● Written task 1
From the court opinion below, extract the stretch from "It will be noted" through "more at length.", copying it word for word.

------ Text excerpt ------

The complaint alleges that plaintiff has deposited with the clerk of the court a deed to the real estate received by him from defendants and a bill of sale to all of the personal property. The complaint asks that defendants be ordered to return to plaintiff the sum of $4,332.49, and that the clerk of the court be authorized to deliver the deed and bill of sale to defendants and, upon defendants' failure to pay the amount, that the plaintiff have judgment against them in that amount.
It will be noted that the agreement in question has as its purpose two main objectives. The first was the creation of a partnership relation between plaintiff and the defendants. The second objective was to define the duties and obligations of each partner in the conduct of the partnership business. The creation of the partnership relationship was accomplished by the transfer by defendants of a one-half interest in the property used in the partnership business upon consideration that plaintiff assume and pay the mortgage to the Home Owners' Loan Corporation. So far as it created the partnership relationship, the contract was fully executed, except, perhaps, as it was affected by the failure of defendants to deliver thirty instead of only twenty-eight pairs of foxes, a point we shall hereinafter discuss more at length.
The main point argued in the briefs of counsel is whether a[1] partnership contract may be rescinded. Defendants take the position that plaintiff's remedy, if any he has, is for an accounting and dissolution. They rely upon the case ofHollister v. Simonson, 36 App. Div. 63, 55 N.Y. Supp. 372, appeal dismissed *Page 150 170 N.Y. 357, 63 N.E. 342, and Proctor Gamble v. Powelson, (2 Cir.) 288 Fed. 299, and others of like import. Plaintiff, on the other hand, contends that section 7565, Revised Codes 1935, is broad enough to permit the rescission of a partnership contract. That section in part provides: "A party to a contract may rescind the same in the following cases only: * * * 2. If, through the fault of the party as to whom he rescinds, the consideration for his obligation fails, in whole or in part."

------

● Written task 2
Find every line of the records below that contains the word "each", and copy those lines in full.

------ Material provided ------

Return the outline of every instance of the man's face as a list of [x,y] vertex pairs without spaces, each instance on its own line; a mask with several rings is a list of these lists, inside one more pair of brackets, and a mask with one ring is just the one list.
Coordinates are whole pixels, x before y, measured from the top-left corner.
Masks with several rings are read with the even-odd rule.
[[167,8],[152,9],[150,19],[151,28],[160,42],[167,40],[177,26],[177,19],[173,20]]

------
------ Material provided ------

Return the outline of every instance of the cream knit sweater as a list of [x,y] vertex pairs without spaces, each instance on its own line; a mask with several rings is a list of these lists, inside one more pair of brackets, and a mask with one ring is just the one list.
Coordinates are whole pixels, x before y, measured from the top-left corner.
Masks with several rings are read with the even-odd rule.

------

● Task response 1
It will be noted that the agreement in question has as its purpose two main objectives. The first was the creation of a partnership relation between plaintiff and the defendants. The second objective was to define the duties and obligations of each partner in the conduct of the partnership business. The creation of the partnership relationship was accomplished by the transfer by defendants of a one-half interest in the property used in the partnership business upon consideration that plaintiff assume and pay the mortgage to the Home Owners' Loan Corporation. So far as it created the partnership relationship, the contract was fully executed, except, perhaps, as it was affected by the failure of defendants to deliver thirty instead of only twenty-eight pairs of foxes, a point we shall hereinafter discuss more at length.

● Task response 2
Return the outline of every instance of the man's face as a list of [x,y] vertex pairs without spaces, each instance on its own line; a mask with several rings is a list of these lists, inside one more pair of brackets, and a mask with one ring is just the one list.
Return the outline of every instance of the cream knit sweater as a list of [x,y] vertex pairs without spaces, each instance on its own line; a mask with several rings is a list of these lists, inside one more pair of brackets, and a mask with one ring is just the one list.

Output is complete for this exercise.